• [Stated goal]: Exactly reproduce the line that contains "Mark the church" and all lines after it in the entries below, through the very last line.

Dataset records
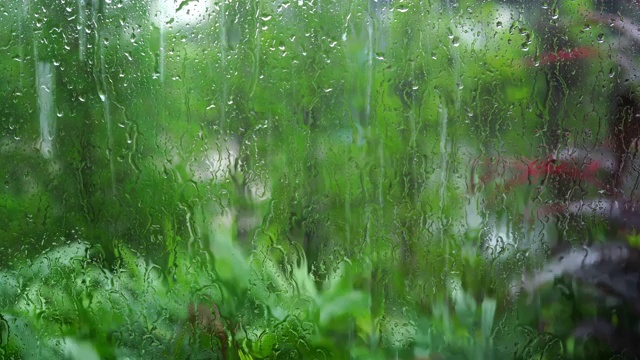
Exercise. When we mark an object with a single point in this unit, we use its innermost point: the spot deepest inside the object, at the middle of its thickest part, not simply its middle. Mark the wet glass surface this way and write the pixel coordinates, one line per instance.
(366, 179)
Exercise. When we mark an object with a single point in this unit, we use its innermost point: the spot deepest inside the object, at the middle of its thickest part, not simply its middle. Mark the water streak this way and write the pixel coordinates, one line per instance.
(82, 34)
(45, 91)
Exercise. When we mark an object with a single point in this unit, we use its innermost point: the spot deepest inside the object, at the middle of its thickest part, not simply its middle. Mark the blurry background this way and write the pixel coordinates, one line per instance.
(303, 165)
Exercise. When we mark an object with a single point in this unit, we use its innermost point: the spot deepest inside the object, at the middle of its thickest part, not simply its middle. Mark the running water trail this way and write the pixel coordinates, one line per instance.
(45, 94)
(82, 34)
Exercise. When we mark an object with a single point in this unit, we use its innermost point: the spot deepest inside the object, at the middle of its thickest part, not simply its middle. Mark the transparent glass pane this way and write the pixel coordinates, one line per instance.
(366, 179)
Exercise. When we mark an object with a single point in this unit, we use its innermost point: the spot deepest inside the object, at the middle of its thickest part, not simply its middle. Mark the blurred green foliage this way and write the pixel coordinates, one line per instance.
(275, 179)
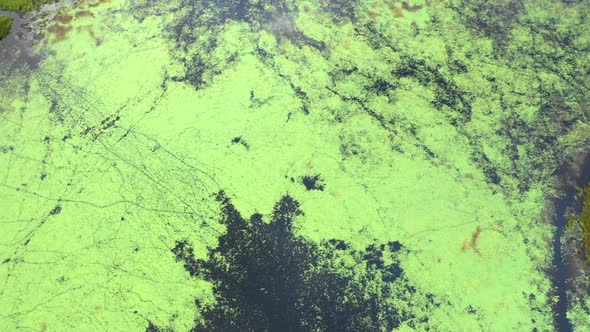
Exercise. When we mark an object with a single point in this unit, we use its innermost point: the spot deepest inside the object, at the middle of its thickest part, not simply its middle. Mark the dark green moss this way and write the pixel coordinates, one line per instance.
(267, 278)
(5, 26)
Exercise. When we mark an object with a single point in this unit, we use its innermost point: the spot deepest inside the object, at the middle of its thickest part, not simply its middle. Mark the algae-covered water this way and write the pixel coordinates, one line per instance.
(286, 165)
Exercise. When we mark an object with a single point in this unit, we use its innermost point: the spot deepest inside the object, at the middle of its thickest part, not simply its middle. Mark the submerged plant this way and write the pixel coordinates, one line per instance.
(267, 278)
(5, 26)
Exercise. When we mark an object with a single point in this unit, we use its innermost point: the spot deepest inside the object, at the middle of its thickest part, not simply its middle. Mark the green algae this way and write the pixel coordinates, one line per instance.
(5, 26)
(423, 129)
(584, 220)
(22, 5)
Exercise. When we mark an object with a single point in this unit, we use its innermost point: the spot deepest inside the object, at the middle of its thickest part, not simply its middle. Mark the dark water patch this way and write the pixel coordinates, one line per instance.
(267, 278)
(313, 182)
(561, 272)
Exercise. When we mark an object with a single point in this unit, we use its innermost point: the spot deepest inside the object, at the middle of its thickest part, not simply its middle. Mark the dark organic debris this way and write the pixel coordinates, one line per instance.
(56, 210)
(267, 278)
(313, 182)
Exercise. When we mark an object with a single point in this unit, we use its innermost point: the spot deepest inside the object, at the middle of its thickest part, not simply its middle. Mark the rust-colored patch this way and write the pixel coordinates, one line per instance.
(409, 8)
(83, 14)
(60, 32)
(473, 243)
(64, 18)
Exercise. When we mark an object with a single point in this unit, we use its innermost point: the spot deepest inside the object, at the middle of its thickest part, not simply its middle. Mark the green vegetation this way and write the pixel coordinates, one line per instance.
(22, 5)
(5, 26)
(585, 220)
(391, 159)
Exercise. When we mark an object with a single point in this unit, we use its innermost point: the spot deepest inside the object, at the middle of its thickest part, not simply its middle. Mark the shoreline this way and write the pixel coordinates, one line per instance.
(564, 268)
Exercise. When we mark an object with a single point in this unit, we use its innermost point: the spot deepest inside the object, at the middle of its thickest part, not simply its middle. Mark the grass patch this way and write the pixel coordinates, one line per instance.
(5, 26)
(585, 219)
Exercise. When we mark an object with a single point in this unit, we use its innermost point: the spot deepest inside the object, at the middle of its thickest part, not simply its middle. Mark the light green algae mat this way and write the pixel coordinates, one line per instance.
(279, 165)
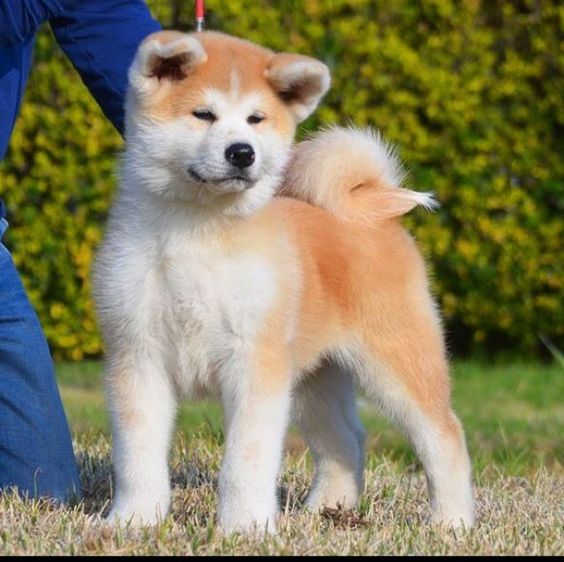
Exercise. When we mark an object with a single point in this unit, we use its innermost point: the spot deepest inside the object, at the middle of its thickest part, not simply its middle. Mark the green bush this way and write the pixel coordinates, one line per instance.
(471, 92)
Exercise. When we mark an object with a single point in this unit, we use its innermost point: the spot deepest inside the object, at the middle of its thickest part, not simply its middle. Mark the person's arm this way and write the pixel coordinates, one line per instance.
(19, 19)
(100, 37)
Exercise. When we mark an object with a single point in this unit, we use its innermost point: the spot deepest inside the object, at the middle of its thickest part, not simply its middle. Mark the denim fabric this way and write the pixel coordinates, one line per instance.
(36, 453)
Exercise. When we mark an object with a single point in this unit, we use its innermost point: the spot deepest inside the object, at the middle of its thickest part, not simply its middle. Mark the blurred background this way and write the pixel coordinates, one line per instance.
(471, 93)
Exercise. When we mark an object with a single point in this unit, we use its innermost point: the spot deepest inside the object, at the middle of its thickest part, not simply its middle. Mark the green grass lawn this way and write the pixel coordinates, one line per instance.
(513, 414)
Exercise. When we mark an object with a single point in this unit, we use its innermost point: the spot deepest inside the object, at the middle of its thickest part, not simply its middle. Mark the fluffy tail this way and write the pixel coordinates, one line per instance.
(354, 174)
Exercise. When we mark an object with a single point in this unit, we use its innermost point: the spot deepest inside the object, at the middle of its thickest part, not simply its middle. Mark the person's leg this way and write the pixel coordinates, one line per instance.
(36, 453)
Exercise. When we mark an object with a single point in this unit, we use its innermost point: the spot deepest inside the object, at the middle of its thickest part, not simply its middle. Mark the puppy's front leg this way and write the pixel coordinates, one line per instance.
(143, 407)
(257, 407)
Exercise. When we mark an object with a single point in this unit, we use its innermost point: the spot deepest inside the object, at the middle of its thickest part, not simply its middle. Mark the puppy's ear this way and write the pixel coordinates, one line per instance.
(299, 81)
(165, 56)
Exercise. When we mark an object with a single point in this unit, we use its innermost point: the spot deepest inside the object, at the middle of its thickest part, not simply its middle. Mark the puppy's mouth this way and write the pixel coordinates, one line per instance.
(234, 179)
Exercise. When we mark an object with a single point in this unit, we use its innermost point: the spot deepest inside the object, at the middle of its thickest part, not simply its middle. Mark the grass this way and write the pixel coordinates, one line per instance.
(514, 419)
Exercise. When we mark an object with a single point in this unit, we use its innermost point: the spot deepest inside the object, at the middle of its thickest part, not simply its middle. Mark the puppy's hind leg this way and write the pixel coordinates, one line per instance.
(143, 407)
(406, 372)
(325, 410)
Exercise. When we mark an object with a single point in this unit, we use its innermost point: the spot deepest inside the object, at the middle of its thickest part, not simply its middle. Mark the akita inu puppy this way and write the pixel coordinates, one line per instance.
(208, 283)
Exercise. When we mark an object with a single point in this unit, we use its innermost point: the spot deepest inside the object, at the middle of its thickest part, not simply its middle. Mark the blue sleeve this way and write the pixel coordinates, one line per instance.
(19, 19)
(100, 37)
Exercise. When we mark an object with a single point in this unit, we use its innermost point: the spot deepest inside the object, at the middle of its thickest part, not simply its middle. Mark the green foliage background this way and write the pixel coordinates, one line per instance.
(471, 91)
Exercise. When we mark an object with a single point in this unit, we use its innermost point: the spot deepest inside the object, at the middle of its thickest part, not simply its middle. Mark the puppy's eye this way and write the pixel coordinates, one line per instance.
(204, 115)
(255, 119)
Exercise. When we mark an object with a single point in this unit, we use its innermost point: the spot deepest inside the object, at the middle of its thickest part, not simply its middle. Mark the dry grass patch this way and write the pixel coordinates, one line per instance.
(517, 515)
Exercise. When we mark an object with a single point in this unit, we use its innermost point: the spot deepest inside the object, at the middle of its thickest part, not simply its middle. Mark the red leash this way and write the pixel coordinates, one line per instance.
(200, 14)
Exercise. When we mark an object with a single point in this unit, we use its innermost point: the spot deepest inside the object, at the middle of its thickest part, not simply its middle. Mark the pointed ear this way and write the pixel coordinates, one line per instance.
(165, 56)
(299, 81)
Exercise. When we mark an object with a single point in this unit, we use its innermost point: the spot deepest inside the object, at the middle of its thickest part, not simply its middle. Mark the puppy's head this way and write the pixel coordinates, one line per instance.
(211, 118)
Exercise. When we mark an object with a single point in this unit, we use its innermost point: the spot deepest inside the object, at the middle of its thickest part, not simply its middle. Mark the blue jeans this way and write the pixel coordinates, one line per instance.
(36, 453)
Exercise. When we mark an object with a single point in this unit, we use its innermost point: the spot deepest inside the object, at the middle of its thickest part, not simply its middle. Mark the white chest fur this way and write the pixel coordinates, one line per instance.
(212, 307)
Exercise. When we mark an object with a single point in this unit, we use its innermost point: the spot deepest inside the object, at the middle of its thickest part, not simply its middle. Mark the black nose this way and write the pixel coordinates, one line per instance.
(240, 155)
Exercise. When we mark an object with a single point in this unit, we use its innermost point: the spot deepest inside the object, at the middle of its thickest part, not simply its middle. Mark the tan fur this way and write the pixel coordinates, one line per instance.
(264, 299)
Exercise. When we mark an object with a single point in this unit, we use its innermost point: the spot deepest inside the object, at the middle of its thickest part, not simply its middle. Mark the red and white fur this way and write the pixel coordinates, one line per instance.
(208, 283)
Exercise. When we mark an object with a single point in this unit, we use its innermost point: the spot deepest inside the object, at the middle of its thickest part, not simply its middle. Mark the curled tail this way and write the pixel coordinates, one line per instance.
(352, 173)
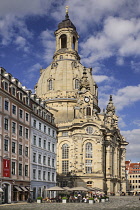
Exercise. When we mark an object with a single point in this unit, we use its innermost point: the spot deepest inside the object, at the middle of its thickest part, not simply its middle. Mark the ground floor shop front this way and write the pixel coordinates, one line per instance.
(14, 191)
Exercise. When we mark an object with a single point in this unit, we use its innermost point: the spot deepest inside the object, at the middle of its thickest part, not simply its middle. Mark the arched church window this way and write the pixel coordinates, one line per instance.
(63, 41)
(88, 111)
(50, 84)
(65, 158)
(65, 151)
(88, 157)
(88, 150)
(77, 84)
(73, 44)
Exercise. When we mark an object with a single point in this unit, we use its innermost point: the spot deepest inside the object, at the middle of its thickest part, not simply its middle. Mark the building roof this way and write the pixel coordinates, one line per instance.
(66, 23)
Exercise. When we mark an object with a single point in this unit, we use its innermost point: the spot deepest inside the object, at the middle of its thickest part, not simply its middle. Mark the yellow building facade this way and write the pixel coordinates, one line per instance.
(90, 150)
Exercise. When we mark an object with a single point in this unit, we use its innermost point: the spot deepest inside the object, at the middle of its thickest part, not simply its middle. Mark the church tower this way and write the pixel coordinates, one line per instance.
(90, 149)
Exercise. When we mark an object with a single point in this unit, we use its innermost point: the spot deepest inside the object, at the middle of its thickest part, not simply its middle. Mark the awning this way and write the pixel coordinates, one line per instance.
(28, 188)
(17, 188)
(23, 188)
(1, 190)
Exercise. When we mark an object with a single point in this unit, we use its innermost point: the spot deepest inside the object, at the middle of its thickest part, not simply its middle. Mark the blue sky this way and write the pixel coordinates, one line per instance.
(109, 43)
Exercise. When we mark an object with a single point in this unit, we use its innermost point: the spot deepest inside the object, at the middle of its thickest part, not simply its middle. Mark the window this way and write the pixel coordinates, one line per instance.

• [The reply]:
Exercise. When we mark an object with a single point in this unit, we use its innermost point: the spot deepest inside the object, at the middle of its thickest part, not simply its middle. Mark the church tower this way and write the pixel coordinates, one line per instance.
(90, 149)
Exercise. When we mark an object with a single point in this unit, we use its innermost point: the spot deepest inside the object, at the middle of its thickest part, not simply its middle. Mark the awning this way and write the pixel coordinates, one line per instance.
(28, 188)
(17, 188)
(23, 188)
(1, 190)
Exercise. When we mark an object with a single point in this unit, we use its innermost point: the spot deepest inside the object, at the middle of its thickest part, not simply its middle. Mark the blue sky this way and write the pixel coordinates, one line per instance.
(109, 43)
Exercise. When we mark an object with a single point in this unit, we use its innermost point: the spot deepest inside the object, at the middle of its thickest part, not simply its middle. Mark the window this way and write the pixel coordinates, one line per instance.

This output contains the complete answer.